The request » Turn every line of the records below into a JSON list of strings, one string per line, with blank lines skipped. Leave the pictures out.

Record list »
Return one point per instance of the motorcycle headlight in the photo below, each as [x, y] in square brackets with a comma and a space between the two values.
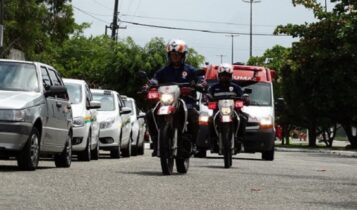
[78, 121]
[266, 122]
[17, 115]
[226, 110]
[107, 123]
[167, 98]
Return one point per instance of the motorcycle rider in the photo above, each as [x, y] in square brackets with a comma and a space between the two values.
[177, 71]
[225, 87]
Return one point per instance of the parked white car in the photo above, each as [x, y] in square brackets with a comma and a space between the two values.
[85, 142]
[35, 114]
[114, 121]
[138, 126]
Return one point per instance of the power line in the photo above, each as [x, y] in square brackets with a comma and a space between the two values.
[196, 30]
[188, 20]
[91, 15]
[104, 6]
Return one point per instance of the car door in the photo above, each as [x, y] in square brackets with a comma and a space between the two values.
[126, 125]
[93, 114]
[62, 112]
[49, 122]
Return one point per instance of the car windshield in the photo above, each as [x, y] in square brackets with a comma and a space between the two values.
[261, 94]
[129, 103]
[107, 101]
[74, 92]
[18, 77]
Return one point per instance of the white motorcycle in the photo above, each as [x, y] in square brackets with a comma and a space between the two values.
[226, 123]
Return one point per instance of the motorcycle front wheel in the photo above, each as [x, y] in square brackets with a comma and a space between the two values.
[166, 158]
[226, 135]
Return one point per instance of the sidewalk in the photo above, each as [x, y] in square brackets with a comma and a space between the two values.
[296, 142]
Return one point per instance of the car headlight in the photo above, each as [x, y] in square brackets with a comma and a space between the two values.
[266, 122]
[167, 98]
[226, 110]
[17, 115]
[107, 123]
[78, 121]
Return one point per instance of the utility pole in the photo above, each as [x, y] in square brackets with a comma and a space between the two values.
[114, 25]
[221, 55]
[232, 35]
[115, 20]
[251, 25]
[1, 22]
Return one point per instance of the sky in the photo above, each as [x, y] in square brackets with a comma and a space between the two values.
[231, 16]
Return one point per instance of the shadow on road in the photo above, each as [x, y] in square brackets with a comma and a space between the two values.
[15, 168]
[148, 173]
[339, 205]
[234, 158]
[218, 167]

Final result »
[
  "Return one point per instance of the motorcycle headlight in the photo below, each as [x, y] in square brackets with a comma and a space between the two values.",
  "[78, 121]",
  "[266, 122]",
  "[17, 115]",
  "[226, 110]",
  "[107, 123]",
  "[167, 98]",
  "Return one point per instance of the motorcycle rider in the photo above, each as [x, y] in square brackets with a comma and a space between the two values.",
  "[177, 71]",
  "[225, 87]",
  "Return one point per instance of the parked white car in the photo above, each as [x, y] in square brackets with a comma and a space between the two values.",
  "[85, 142]",
  "[35, 114]",
  "[114, 121]",
  "[138, 126]",
  "Return one point per instance of the power line in the photo above, each as [x, y] in square brackets with a comma and a space between the two values.",
  "[196, 30]",
  "[188, 20]",
  "[91, 15]",
  "[104, 6]",
  "Return one point per instance of the car door in the photo above, each as [x, y] in square brackets with a comma and a space between the two values.",
  "[126, 125]",
  "[93, 114]",
  "[62, 112]",
  "[49, 122]",
  "Return one point per instance of the car windshield in the photo above, each as [x, y] in square brackets with a comma and a space between the two values.",
  "[261, 94]",
  "[129, 103]",
  "[107, 101]",
  "[74, 92]",
  "[18, 77]",
  "Return one point per instance of the white motorcycle in the photo above, each as [x, y] in square brackets with a comma and a space between the two values.",
  "[226, 123]",
  "Return one point per instance of the motorcycle front wheel in the photo above, each as [x, y] in square brackets with a comma and a space between the two values.",
  "[166, 158]",
  "[226, 135]",
  "Return one point per instance of the sidewalk in the photo above, each as [x, y] in square brackets with a comma and a space between the two values.",
  "[296, 142]",
  "Return one point per instance of the car headlight in the photo above, each as [x, y] in square brackets with a comma and a space between the two values.",
  "[266, 122]",
  "[167, 98]",
  "[226, 110]",
  "[17, 115]",
  "[107, 123]",
  "[78, 121]",
  "Return one point per instance of the utility pole in the photo above, each as [x, y] in square brackets with a comma and a space between the two values.",
  "[114, 25]",
  "[221, 55]",
  "[232, 35]",
  "[115, 20]",
  "[251, 25]",
  "[1, 22]",
  "Return one point per instance of the sky in the photo above, each as [x, y] in square brackets with a comma and a space between the two values.",
  "[231, 16]",
  "Return one point per instance of the shadow on road in the photo above, each as [x, y] in square brackets with a comma and a space between the two values.",
  "[15, 168]",
  "[148, 173]",
  "[339, 205]",
  "[234, 158]",
  "[218, 167]"
]